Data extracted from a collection

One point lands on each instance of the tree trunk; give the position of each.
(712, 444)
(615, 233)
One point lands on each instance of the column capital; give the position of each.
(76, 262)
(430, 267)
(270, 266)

Exercise: Lines from the one containing "One point lands on each instance of the column" to the last line above, both included: copy these exactly and write nothing else.

Your solution:
One point lands on each instance of the column capital; give the position of each.
(76, 262)
(430, 267)
(270, 266)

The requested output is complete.